## [To be done]
Revise the records below by changing "bush" to "shrub" and keeping everything else the same. Leave out the pictures when you reproduce them.

Rows of box annotation data
begin

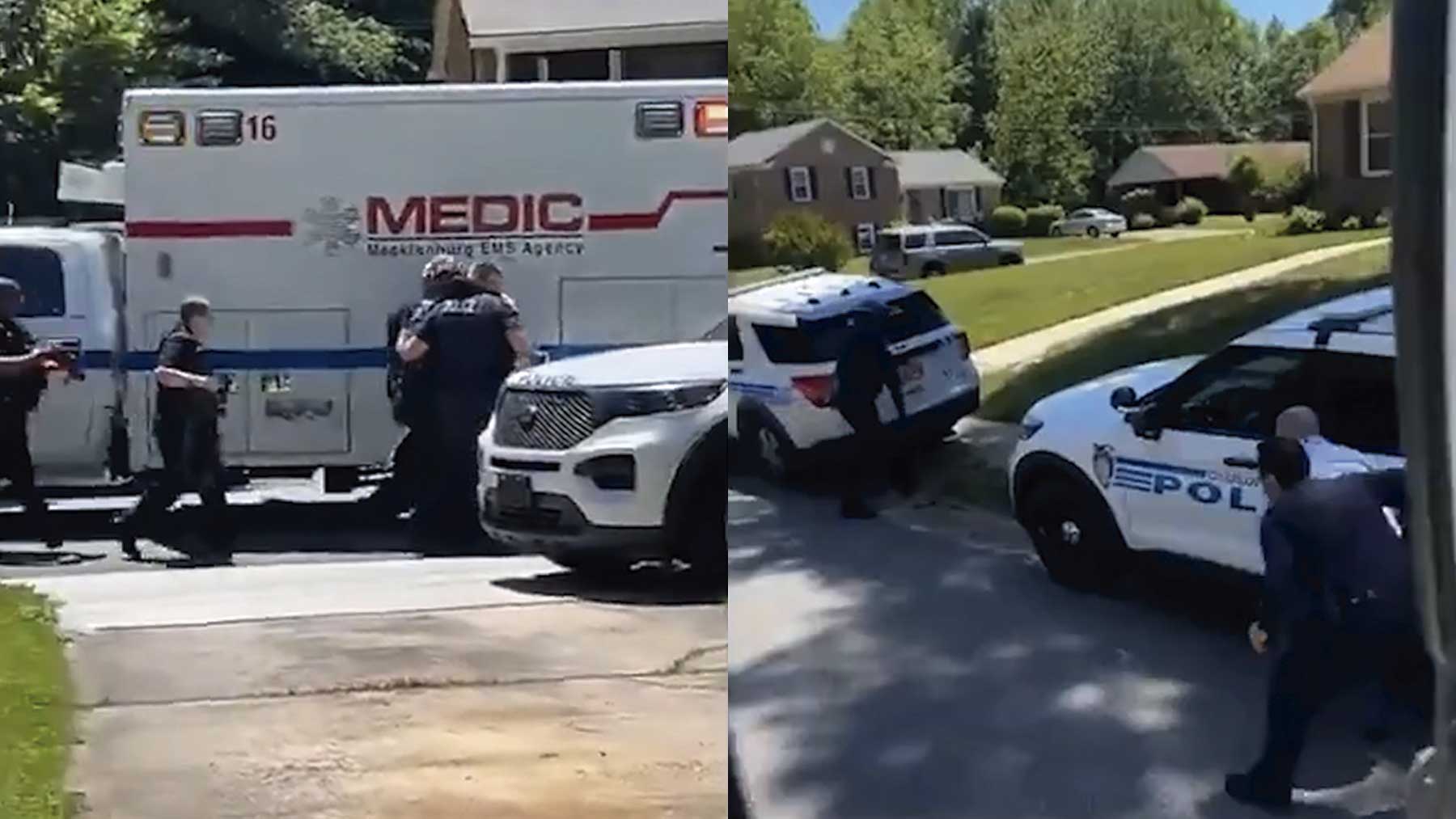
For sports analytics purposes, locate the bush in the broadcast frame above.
[1121,188,1159,218]
[763,211,855,271]
[1283,205,1325,235]
[1176,196,1208,224]
[728,235,770,271]
[1026,205,1067,235]
[987,205,1026,237]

end

## [Task result]
For sports analytics purposes, locate the shrub in the broadcast frame above.
[1121,188,1159,218]
[763,211,855,271]
[1283,205,1325,235]
[1176,196,1208,224]
[728,235,770,271]
[1026,205,1067,235]
[987,205,1026,237]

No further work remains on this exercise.